PROBLEM 1:
In the text on Canadian securities regulation, what are the two primary goals that drive Canadian securities law and regulation?
PROBLEM 2:
Pick up the text on Canadian securities regulation after its last sentence and keep writing.

SUPPLIED TEXT:

Gérald A. Lacoste, Q.C. President and Chief Executive Officer,
The Montreal Exchange,

Philip J. Olsson Vice President and Director,
Head Global Investment Banking,
RBC Dominion Securities Inc.,

Richard A. Shaw, Q.C. Partner,
McCarthy Tétrault,

The law firm McCarthy Tétrault is providing legal resources to the Task Force from its offices in Montreal, Toronto, Calgary and Vancouver.


Jurisdiction and Objectives

Jurisdiction over securities law and regulation in Canada has been exercised by the provinces. Securities markets in Canada, however, transcend jurisdictional boundaries and are characterized by significant and accelerating technological and product innovation.

Canadian securities law and regulation is driven by two primary goals, investor protection and the fostering of efficient capital markets. Legislators and securities administrators have attempted to achieve these objectives, while responding to innovation, through increasingly complicated rules and administrative procedures. The resources available to regulators have not always kept pace with demands of market participants for more timely and flexible response.

Administrative Responses

Securities administrators recognize the merits of coordinated effort, as evidenced by the formation of the CSA. Practical evidence of coordination is found in the National Policy Statements of the CSA governing such matters as national filing and clearance of prospectuses and the "prompt-offering qualification" or "POP" system for multi-jurisdictional clearance of senior issuers' short form prospectuses.

The CSA recognizes that further operational streamlining is desirable from the perspective of market participants, the investing public and regulators themselves.

Areas of Criticism

Major criticisms of the current regulatory system centre on three general areas:

1. "Paper Burden": The first area of criticism centres on filing requirements, sometimes characterized as excessive, inconsistent between jurisdictions and not useful to the investing public. This "paper burden" involves:

(a) material required in multiple jurisdictions to qualify an issuer or a security (for example, an offering memorandum or prospectus and many supporting documents) or to register brokers, dealers and all of their partners, directors and officers; and

(b) ongoing disclosure, including periodic financial statements, annual registration updates, annual information forms and insider trading reports.

2. Timely Response: Issuers increasingly seek rapid access to markets. Even within one jurisdiction, issuers may be discouraged by the time required for a Commission to understand, review and comment on materials, especially where new or complex transactions are involved. Timely clearance obviously becomes a bigger problem where the same process must be repeated in a number of jurisdictions, especially when rules, policies or views of Commission staff responsible for review differ,

3. Enforcement: Concerns here focus on difficulties inherent in local enforcement of rules affecting increasingly national or international securities markets. From one perspective there is concern at inadvertent violation of rules that differ between provinces. From another perspective there is concern that wrongdoers can avoid the consequences of securities law violations by simply carrying on in another province.

Recent Initiatives

Securities regulators and others have launched a number of initiatives recently, most of which have in common the goal of reducing inefficiencies:


In an important new development, the computer-based System for Electronic Document Analysis and Retrieval -- "SEDAR" -- will begin testing early in the new year. SEDAR is designed to permit electronic filing of documents with securities commissions to create an electronic database of all public material so filed and to link electronically all exchanges, issuers, securities administrators and other participants in Canadian securities markets.

DATA LISTING:

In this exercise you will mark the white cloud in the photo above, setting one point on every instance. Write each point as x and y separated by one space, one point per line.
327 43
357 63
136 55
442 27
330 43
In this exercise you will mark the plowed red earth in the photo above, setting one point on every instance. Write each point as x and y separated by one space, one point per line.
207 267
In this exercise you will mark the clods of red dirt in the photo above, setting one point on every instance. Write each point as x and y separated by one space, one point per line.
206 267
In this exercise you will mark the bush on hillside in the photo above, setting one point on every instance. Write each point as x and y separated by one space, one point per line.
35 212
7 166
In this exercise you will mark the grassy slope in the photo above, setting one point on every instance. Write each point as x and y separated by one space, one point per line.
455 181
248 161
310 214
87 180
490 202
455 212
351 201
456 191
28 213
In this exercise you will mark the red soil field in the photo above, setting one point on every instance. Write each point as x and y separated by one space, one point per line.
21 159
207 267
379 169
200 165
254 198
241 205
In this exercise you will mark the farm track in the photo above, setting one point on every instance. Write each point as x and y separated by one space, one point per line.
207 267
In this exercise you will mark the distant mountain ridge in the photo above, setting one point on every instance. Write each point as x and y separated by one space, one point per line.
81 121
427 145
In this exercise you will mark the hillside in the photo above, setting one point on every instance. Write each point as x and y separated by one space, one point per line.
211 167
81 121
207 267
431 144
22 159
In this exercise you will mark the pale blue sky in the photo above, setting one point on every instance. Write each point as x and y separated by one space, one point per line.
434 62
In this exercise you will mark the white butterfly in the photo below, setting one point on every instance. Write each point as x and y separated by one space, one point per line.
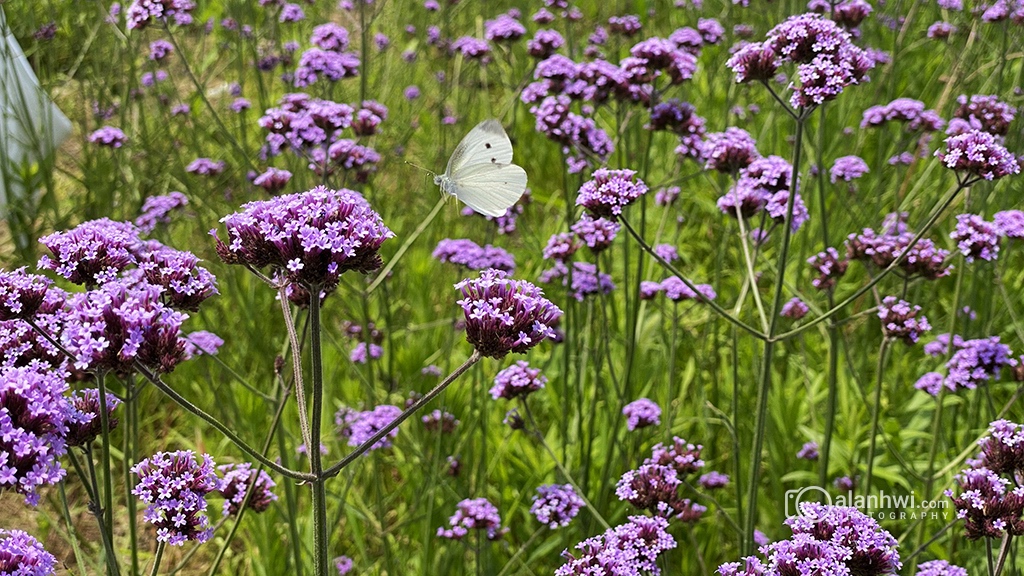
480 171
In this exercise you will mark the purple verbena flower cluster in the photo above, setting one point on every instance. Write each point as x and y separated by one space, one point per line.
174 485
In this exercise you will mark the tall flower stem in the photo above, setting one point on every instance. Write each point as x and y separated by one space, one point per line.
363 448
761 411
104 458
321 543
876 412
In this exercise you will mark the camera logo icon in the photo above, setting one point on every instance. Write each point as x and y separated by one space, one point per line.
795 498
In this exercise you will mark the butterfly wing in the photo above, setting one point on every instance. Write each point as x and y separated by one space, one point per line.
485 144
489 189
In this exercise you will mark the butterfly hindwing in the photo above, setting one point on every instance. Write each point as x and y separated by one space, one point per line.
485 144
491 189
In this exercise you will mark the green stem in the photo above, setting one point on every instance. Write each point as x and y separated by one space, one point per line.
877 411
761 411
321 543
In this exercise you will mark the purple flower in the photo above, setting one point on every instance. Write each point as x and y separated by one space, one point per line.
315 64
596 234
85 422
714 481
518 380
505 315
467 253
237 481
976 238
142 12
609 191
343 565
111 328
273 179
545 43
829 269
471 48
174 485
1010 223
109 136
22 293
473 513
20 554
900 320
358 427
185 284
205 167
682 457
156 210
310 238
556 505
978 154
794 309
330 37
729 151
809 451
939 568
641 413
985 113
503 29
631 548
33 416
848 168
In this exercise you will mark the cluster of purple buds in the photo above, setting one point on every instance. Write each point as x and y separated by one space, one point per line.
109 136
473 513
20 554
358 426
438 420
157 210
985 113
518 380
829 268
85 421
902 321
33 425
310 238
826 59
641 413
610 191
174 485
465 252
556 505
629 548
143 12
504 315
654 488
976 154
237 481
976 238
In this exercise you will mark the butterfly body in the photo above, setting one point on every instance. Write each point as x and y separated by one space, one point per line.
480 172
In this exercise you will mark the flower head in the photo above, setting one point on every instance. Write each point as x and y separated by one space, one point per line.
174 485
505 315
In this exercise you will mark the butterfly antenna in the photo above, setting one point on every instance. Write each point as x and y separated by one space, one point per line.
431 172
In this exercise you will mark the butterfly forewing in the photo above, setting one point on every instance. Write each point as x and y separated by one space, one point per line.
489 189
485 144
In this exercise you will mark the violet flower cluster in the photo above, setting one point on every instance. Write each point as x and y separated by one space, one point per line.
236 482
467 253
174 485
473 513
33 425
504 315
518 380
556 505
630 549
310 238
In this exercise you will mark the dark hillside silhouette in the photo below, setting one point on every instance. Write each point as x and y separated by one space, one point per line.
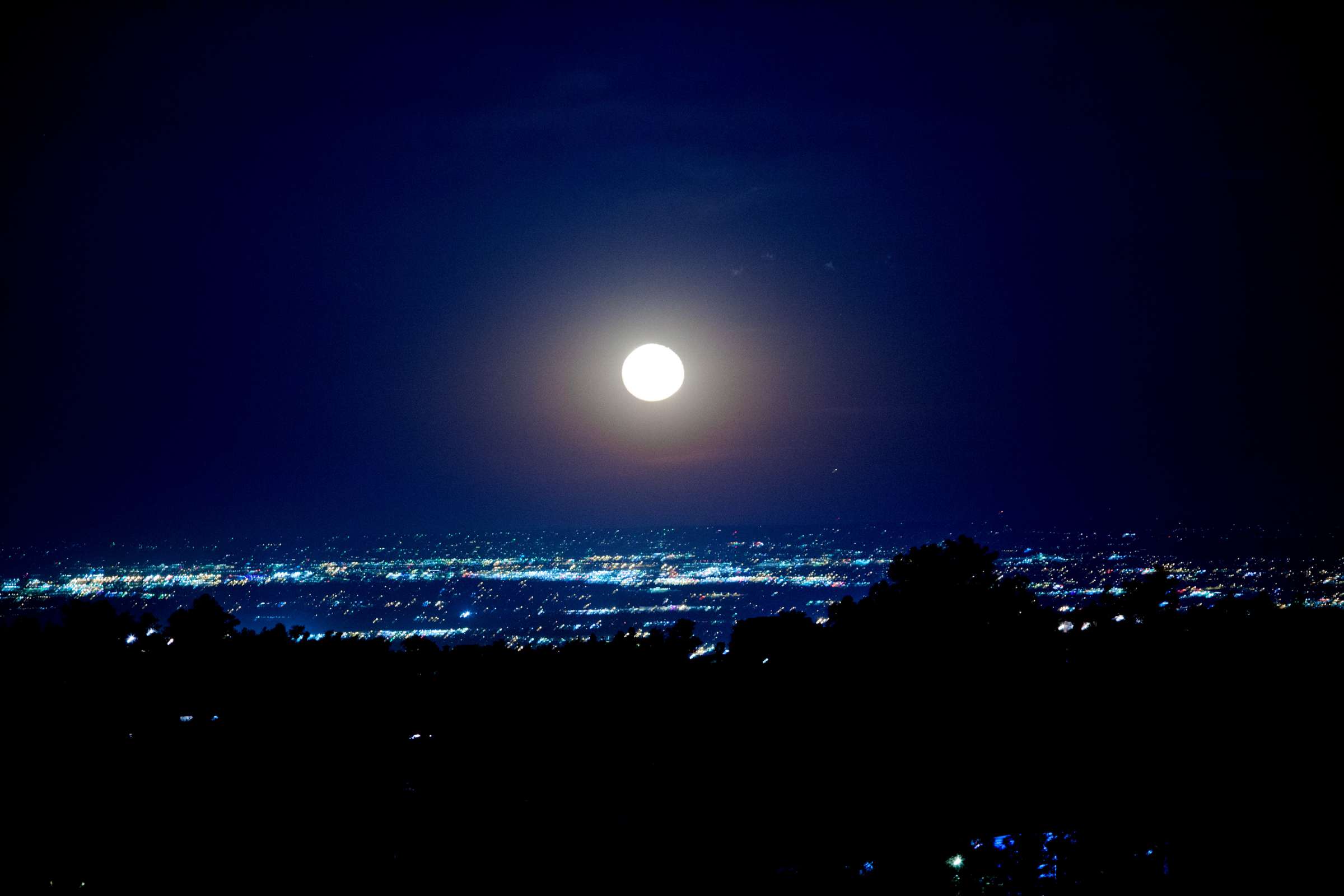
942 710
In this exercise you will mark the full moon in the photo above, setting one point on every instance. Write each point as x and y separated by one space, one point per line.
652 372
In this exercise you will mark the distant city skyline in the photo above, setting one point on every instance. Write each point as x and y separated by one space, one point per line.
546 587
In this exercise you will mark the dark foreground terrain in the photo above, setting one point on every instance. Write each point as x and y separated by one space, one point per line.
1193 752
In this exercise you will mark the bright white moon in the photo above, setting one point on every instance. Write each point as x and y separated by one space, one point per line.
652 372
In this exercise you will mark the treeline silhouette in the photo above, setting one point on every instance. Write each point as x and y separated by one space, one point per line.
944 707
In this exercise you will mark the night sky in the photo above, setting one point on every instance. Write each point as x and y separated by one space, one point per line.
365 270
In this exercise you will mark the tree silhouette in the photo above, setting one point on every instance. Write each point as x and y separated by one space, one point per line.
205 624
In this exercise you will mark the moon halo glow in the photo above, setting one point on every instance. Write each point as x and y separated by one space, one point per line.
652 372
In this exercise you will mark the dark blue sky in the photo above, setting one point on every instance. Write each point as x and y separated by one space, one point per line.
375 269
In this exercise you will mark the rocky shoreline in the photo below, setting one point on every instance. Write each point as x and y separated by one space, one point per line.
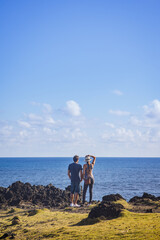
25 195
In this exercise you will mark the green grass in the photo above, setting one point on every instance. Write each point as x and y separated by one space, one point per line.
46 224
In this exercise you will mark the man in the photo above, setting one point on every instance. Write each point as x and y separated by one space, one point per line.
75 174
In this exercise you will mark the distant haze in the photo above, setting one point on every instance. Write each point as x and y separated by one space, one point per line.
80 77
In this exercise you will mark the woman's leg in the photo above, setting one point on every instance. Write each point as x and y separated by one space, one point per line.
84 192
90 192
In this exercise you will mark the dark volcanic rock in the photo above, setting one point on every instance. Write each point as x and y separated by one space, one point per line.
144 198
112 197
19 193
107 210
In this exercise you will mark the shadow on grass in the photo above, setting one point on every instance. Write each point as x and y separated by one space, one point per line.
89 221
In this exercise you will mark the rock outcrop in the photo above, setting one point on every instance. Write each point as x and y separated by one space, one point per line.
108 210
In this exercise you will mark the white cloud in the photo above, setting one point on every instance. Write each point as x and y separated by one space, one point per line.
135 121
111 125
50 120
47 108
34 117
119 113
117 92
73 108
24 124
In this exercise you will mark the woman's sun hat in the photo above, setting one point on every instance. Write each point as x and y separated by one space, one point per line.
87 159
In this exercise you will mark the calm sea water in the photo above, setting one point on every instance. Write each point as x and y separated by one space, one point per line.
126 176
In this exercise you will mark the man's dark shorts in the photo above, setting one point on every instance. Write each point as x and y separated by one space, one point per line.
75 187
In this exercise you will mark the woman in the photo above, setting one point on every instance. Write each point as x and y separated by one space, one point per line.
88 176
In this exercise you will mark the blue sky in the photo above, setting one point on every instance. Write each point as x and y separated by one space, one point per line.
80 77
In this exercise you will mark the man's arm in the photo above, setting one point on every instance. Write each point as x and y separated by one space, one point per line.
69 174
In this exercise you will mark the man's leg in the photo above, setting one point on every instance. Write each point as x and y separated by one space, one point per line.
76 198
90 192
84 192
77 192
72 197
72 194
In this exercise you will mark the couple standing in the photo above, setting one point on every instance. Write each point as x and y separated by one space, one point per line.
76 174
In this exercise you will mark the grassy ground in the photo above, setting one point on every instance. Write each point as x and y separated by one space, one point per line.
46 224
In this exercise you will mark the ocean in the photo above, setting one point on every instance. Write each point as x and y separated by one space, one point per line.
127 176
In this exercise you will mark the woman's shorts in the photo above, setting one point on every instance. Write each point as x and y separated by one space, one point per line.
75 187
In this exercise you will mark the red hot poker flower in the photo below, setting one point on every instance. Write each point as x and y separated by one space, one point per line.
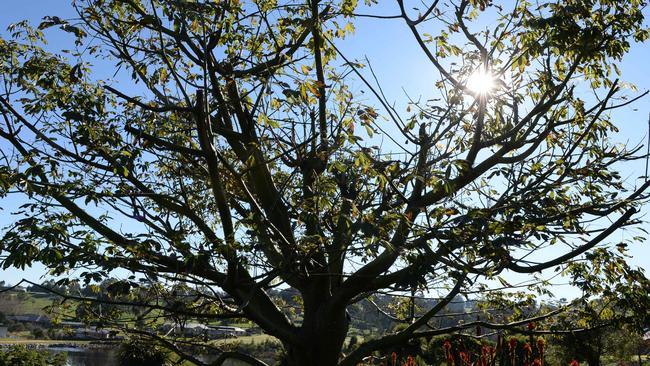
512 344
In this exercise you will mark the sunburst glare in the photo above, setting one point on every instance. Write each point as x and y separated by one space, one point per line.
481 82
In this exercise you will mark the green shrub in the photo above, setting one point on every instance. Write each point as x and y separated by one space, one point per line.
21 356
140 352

REPLY 1:
Investor protection and the fostering of efficient capital markets.

REPLY 2:
Using SEDAR, the filing requirements of all twelve CSA jurisdictions will be satisfied by a single electronic filing. The public electronic database will permit more rapid and efficient assess to desired information by more market participants.

The most immediate advantage should be logistical, with the elimination of inefficiencies in the assembly, delivery (in multiple copies and in multiple jurisdictions), storage and retrieval of paper documents. By permitting more rapid and selective access to information on file, SEDAR should also facilitate more rapid processing and turnaround of a variety of registrations, clearances and rulings, as well as permitting ongoing monitoring by applicants of the progress of such processes.

While monitoring SEDAR during its introductory period, the CSA will consider whether use of SEDAR should be made mandatory for certain types of filings in order to enhance the system database and system efficiency.

The development and introduction of SEDAR reflects a significant dedication of effort and funding by the CSA with a view both to streamlining regulatory administration and facilitating assess to information. It is intended, nonetheless, that the enhanced speed and efficiency in document filing and access offered by SEDAR will be available to issuers at a cost not greater than currently borne, on average, by issuers using current procedures (including the assembly and delivery of multiple hard copies of documents).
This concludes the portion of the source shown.